┌─ LISTED ENTRIES
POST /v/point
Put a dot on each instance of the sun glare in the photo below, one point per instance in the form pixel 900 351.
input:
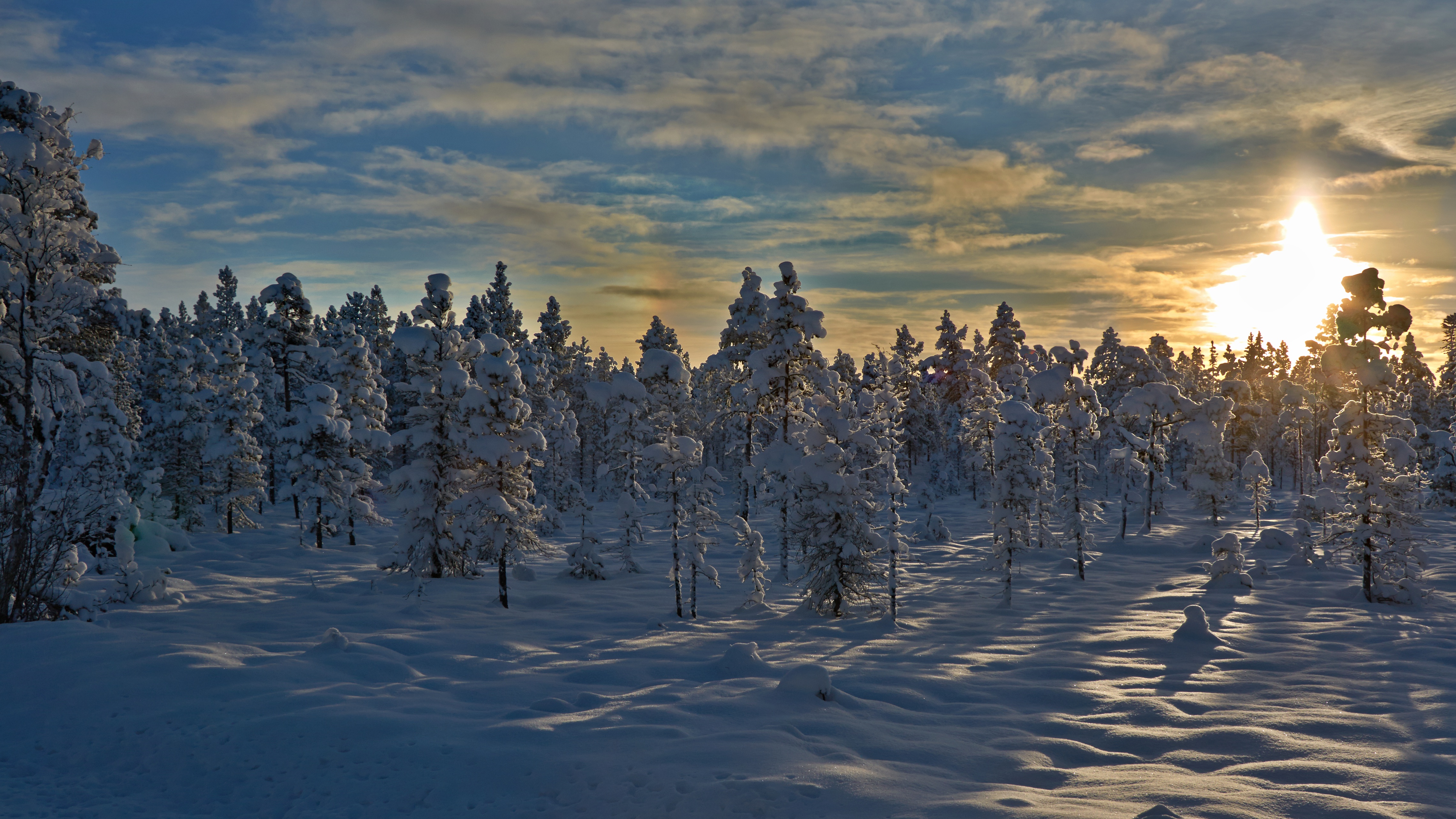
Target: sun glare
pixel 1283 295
└─
┌─ LISTED ENTRIES
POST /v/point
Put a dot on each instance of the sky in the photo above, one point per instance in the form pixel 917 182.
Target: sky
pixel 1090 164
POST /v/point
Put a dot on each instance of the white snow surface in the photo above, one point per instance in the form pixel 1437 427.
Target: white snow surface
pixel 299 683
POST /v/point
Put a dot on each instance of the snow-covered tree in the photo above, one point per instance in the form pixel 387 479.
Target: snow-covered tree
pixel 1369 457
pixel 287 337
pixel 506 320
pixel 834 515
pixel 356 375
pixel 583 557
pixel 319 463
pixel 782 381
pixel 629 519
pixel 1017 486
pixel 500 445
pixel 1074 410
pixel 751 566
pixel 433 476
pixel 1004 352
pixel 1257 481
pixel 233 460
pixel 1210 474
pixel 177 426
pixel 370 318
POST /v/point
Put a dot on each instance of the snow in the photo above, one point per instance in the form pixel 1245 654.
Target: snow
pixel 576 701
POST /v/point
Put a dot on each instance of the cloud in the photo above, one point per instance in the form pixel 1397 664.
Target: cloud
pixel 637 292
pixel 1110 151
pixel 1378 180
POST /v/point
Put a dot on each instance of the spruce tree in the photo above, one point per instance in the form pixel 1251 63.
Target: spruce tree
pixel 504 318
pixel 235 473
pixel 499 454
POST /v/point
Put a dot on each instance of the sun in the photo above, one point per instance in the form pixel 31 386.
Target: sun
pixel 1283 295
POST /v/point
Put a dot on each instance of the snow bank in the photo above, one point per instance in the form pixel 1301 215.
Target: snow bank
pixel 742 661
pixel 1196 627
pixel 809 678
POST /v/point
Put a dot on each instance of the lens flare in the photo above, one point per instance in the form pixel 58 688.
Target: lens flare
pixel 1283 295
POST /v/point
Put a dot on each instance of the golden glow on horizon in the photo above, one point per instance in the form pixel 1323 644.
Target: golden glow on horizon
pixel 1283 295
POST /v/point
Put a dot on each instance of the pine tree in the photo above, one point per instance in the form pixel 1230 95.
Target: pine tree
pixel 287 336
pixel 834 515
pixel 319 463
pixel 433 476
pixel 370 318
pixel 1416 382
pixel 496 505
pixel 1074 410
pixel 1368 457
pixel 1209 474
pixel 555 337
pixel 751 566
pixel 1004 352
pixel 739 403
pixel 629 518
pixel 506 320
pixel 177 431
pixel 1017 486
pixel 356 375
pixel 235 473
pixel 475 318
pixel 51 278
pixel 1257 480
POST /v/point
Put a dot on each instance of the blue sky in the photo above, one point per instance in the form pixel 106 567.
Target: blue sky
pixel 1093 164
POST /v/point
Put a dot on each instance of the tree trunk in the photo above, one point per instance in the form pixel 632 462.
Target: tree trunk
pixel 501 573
└─
┌─ LISTED ENTRIES
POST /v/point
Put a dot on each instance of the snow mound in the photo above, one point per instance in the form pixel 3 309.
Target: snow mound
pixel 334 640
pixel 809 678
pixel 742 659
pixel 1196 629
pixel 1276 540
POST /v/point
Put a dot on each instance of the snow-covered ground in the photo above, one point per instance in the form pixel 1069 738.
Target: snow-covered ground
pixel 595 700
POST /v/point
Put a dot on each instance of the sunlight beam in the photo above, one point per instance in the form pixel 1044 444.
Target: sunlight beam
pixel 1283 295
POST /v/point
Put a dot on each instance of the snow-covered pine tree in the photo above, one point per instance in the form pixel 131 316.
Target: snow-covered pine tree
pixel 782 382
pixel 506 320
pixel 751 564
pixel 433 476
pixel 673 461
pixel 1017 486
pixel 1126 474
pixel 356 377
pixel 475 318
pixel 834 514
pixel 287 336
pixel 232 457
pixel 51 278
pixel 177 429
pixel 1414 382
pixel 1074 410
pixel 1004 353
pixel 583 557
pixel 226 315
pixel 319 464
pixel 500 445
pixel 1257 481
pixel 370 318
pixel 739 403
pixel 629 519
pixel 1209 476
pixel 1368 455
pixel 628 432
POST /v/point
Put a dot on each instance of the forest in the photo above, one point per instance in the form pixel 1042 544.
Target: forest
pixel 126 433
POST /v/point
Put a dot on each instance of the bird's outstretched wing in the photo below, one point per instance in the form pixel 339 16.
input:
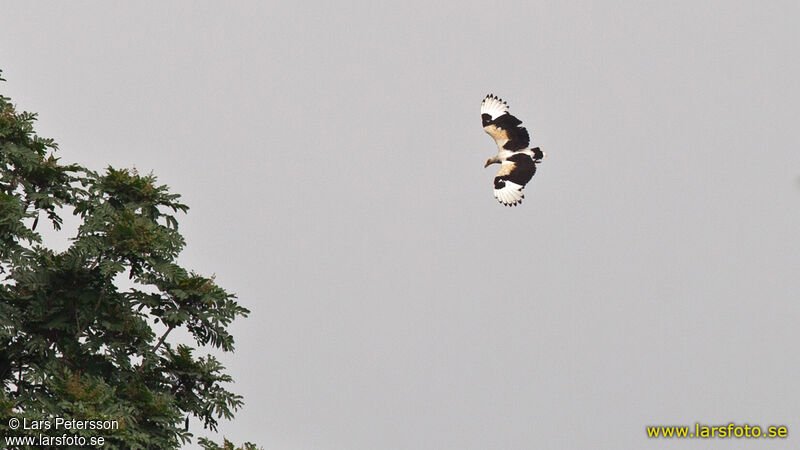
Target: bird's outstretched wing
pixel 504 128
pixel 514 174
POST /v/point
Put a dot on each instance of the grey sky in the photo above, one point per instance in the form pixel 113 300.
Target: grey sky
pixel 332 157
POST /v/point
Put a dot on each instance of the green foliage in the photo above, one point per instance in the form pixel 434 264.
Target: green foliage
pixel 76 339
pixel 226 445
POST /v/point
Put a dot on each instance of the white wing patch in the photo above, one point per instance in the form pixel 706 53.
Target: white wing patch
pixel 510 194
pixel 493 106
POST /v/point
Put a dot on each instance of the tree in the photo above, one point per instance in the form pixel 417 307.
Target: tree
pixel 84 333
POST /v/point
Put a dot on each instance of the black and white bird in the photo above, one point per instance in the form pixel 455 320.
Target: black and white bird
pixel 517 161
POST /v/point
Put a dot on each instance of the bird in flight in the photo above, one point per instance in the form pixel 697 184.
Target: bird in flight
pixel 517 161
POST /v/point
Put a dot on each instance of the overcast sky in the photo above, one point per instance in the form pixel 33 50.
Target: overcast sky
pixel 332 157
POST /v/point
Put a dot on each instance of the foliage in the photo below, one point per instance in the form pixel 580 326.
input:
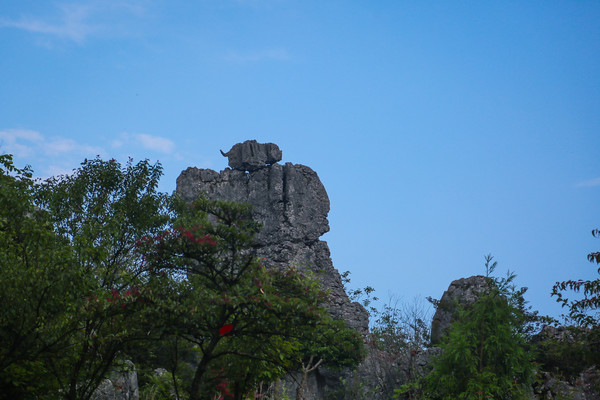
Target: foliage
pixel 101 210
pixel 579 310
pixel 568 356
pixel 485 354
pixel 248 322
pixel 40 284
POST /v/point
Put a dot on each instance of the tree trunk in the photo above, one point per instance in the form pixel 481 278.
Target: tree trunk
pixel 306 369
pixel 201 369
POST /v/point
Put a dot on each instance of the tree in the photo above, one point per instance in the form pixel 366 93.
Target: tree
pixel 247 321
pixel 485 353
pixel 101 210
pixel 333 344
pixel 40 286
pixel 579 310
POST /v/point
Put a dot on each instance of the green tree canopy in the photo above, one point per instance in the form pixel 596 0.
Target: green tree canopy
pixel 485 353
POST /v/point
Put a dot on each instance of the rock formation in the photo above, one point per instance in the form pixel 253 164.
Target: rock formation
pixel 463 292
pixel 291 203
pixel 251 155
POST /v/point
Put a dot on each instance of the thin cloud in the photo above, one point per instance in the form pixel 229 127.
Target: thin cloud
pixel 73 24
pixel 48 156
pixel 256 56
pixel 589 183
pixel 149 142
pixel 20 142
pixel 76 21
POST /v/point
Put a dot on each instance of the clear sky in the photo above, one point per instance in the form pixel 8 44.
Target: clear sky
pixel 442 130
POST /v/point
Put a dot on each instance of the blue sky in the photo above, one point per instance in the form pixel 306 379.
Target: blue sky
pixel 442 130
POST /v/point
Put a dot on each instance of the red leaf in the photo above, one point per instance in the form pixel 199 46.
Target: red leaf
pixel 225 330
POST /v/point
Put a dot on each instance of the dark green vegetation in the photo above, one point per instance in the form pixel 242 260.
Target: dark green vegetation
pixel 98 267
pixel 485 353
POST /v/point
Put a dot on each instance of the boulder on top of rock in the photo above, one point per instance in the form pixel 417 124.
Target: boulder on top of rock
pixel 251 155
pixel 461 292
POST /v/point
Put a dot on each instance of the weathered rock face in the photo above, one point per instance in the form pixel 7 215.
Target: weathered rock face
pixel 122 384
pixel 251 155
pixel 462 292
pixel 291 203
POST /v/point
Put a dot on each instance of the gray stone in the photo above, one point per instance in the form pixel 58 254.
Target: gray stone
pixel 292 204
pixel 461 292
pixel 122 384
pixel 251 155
└─
▸ TASK DIRECTIONS:
Above are some records. Output exactly the lines from the one that contains "Put a dot on each instance of the foliage" to the one that contains "pixel 481 278.", keeping both, and omit the pictures.

▸ RESULT FOR THIS TASK:
Put a dot on each instance of the foliage in the photo below, one point per instance in the form pixel 580 326.
input:
Target: foliage
pixel 101 210
pixel 579 310
pixel 568 356
pixel 485 354
pixel 248 322
pixel 40 284
POST /v/point
Put a dot on each instance of the tree trunk in the photo above, one point per instance in the form pixel 481 278.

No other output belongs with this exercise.